What this exercise asks:
(1) Copy the part of the article on the European Union starting at "1- Crises of" and ending at "of certain governments.".
(2) Using the article on the European Union, answer yes or no for each statement and quote the deciding words: (a) The article names the British Conservative Party as an exception to the shrinking influence of traditional parties. (b) The populist right has won a majority in most Western European countries. (c) The Greens have become more popular among young people.
(3) Continue the article on the European Union from where it stops.

Source excerpt:
◆ ◆ ◆ ◆ ◆
The European Union:Domestic crises and reduced foreign influence

Tewfick Aclimandos
Monday 9 Mar 2020

Regional and international powers like Turkey and Russia are likely to try to exploit the reduced foreign weight of the European Union in order to achieve their aims

Multiple local challenges have cast shadows on the European Union’s foreign policies recently, including:

1- Crises of the democratic model that have increased against the backdrop of the European elites losing their credibility and the crisis of the welfare state in Europe. 

The weight and influence of the traditional political parties in most European countries has diminished, despite their remaining at the forefront of the political scene. Perhaps the most important exception to this rule is the British Conservative Party, which has “reinvented” itself under the leadership of Prime Minister Boris Johnson, and the political parties in Spain. But the populist right’s share of the vote is still rising, even if it is unable to form a majority in most Western European countries. The only exception here is Italy and some Eastern European countries where the populist right has also become a ruling pillar of certain governments.

The rise of the Greens in a number of Western European countries, including France and Germany, has been noticeable, and their popularity has increased among the youth, begging the question of the relationship between the environment and today’s political actors.
◆ ◆ ◆ ◆ ◆
Data section:
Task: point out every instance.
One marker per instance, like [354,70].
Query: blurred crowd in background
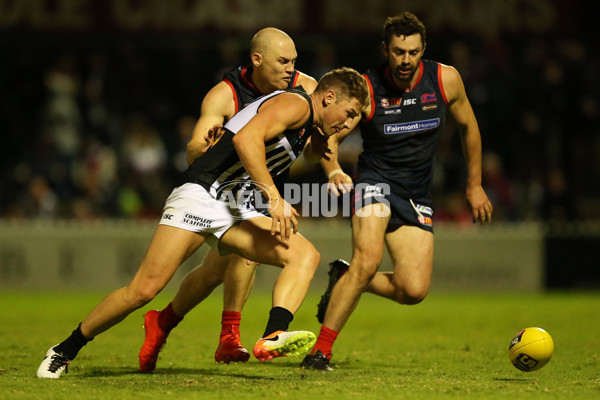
◆ ◆ ◆ ◆ ◆
Answers for the tasks:
(1)
1- Crises of the democratic model that have increased against the backdrop of the European elites losing their credibility and the crisis of the welfare state in Europe. 

The weight and influence of the traditional political parties in most European countries has diminished, despite their remaining at the forefront of the political scene. Perhaps the most important exception to this rule is the British Conservative Party, which has “reinvented” itself under the leadership of Prime Minister Boris Johnson, and the political parties in Spain. But the populist right’s share of the vote is still rising, even if it is unable to form a majority in most Western European countries. The only exception here is Italy and some Eastern European countries where the populist right has also become a ruling pillar of certain governments.

(2)
(a) Yes: "Perhaps the most important exception to this rule is the British Conservative Party"
(b) No: "even if it is unable to form a majority in most Western European countries"
(c) Yes: "their popularity has increased among the youth"

(3)
Europe is also witnessing polarisation between the regions and the major cities benefiting from globalisation, and this has been prominent in the protests and strikes taking place in France. The vast majority of European cities also now suffer from a high number of homeless people and increasing poverty. Integrating and respecting the culture of Islamic minorities in Europe varies between embracing a multicultural approach and adopting an approach that foregrounds integration into the prevailing culture and attempts to reconcile these minorities into the mainstream.

There is also some pessimism in European public opinion, which understands that the international weight of Europe is declining and fears the consequences of the current technological revolutions and their impacts on unemployment, increases in the cost of healthcare for the elderly, migration, demographic and urban change, and the threat of terrorism.

2- Escalating security and defence challenges. As regional crises related to Europe have revealed, the US support for Europe is no longer guaranteed. European economic weapons are weaker than their US counterparts, as has been shown in the present crisis over the sanctions against Iran, and the countries that benefit from European aid may turn against their conditions.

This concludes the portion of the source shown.